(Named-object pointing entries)
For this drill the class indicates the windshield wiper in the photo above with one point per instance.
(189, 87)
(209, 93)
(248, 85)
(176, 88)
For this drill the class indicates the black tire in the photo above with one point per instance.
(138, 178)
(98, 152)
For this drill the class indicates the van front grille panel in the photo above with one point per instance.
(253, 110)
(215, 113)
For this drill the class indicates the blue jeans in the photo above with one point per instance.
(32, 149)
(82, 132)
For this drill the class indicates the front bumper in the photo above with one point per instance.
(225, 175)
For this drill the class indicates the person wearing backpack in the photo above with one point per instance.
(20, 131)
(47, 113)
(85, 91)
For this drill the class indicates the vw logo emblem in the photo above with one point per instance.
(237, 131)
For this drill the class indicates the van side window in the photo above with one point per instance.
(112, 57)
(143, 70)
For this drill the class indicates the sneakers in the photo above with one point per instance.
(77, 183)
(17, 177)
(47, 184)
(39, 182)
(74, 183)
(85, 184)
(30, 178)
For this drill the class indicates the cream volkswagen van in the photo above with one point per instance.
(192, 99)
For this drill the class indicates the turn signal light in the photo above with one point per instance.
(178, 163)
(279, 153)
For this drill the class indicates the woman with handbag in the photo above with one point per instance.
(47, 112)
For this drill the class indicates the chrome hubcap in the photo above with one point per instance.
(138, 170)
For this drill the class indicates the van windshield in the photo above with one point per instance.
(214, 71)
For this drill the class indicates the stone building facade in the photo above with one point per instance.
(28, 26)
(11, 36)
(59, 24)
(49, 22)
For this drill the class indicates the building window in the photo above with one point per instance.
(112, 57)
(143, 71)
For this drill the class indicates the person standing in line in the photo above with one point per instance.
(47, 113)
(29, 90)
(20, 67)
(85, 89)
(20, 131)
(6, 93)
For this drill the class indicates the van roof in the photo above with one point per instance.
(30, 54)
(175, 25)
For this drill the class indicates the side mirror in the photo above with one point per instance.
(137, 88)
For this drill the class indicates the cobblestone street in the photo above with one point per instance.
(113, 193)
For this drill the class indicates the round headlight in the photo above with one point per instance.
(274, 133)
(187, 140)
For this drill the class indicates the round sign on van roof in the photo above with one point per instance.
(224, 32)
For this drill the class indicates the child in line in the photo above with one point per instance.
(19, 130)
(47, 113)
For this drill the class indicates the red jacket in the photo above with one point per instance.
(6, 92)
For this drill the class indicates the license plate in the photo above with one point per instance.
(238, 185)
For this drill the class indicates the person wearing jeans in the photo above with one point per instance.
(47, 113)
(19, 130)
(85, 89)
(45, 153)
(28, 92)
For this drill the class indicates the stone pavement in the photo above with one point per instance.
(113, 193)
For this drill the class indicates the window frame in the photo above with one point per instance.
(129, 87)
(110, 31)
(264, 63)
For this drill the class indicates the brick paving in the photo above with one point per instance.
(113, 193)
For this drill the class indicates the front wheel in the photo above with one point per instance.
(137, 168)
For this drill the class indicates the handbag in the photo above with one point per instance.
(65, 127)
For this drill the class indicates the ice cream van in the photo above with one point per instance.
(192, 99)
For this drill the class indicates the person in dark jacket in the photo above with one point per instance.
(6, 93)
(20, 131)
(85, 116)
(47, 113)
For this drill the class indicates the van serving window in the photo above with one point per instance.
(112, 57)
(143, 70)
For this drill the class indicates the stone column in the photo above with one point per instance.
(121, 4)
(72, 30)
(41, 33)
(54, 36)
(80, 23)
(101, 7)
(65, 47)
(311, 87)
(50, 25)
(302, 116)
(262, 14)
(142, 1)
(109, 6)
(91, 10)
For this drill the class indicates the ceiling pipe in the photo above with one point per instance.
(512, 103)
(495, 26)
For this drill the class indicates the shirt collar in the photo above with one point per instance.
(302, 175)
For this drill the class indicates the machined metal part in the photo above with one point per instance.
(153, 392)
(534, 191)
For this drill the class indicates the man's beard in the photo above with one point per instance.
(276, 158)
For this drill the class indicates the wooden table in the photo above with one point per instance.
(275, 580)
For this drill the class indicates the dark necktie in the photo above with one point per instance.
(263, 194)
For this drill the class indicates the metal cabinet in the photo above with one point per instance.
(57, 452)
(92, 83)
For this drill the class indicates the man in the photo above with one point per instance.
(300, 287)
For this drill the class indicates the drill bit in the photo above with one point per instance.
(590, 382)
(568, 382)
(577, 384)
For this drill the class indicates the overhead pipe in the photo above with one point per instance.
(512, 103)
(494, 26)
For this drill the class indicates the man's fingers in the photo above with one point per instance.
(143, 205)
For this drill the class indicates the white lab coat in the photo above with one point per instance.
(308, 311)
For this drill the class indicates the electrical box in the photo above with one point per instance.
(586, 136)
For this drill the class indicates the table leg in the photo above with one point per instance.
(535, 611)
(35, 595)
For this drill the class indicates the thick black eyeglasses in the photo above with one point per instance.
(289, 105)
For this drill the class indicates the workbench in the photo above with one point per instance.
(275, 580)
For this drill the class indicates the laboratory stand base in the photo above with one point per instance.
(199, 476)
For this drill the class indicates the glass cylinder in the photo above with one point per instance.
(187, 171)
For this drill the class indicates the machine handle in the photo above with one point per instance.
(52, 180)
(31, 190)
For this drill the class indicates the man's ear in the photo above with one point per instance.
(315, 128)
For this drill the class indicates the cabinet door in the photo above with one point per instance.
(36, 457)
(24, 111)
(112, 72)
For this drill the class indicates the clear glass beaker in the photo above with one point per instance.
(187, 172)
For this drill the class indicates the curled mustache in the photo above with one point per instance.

> _Exercise goal_: Copy the entries word for word, starting at the line that contains "For this drill the class indicates the thick" and ending with the final line of the entries.

> _Task result_:
For this drill the class indicates the thick black eyeglasses in the photo above with one point per instance.
(289, 105)
For this drill the class indicates the workbench in the photo above with one point per instance.
(275, 580)
For this drill the class indicates the laboratory stand base in the photo above with one point per instance.
(199, 476)
For this drill the class indicates the glass cylinder in the photo above with one point per instance.
(187, 171)
For this drill the class indicates the machine handle in the photo above with one point per instance.
(52, 180)
(31, 190)
For this drill the class indicates the man's ear in the photo above with one point per instance.
(315, 128)
For this drill the class indicates the cabinet door in the photo above with one point per instance.
(36, 457)
(24, 111)
(112, 72)
For this drill the class indicates the clear glass beaker in the photo above with one point per instance.
(187, 172)
For this drill the class indicates the curled mustache in the photo above with one point per instance.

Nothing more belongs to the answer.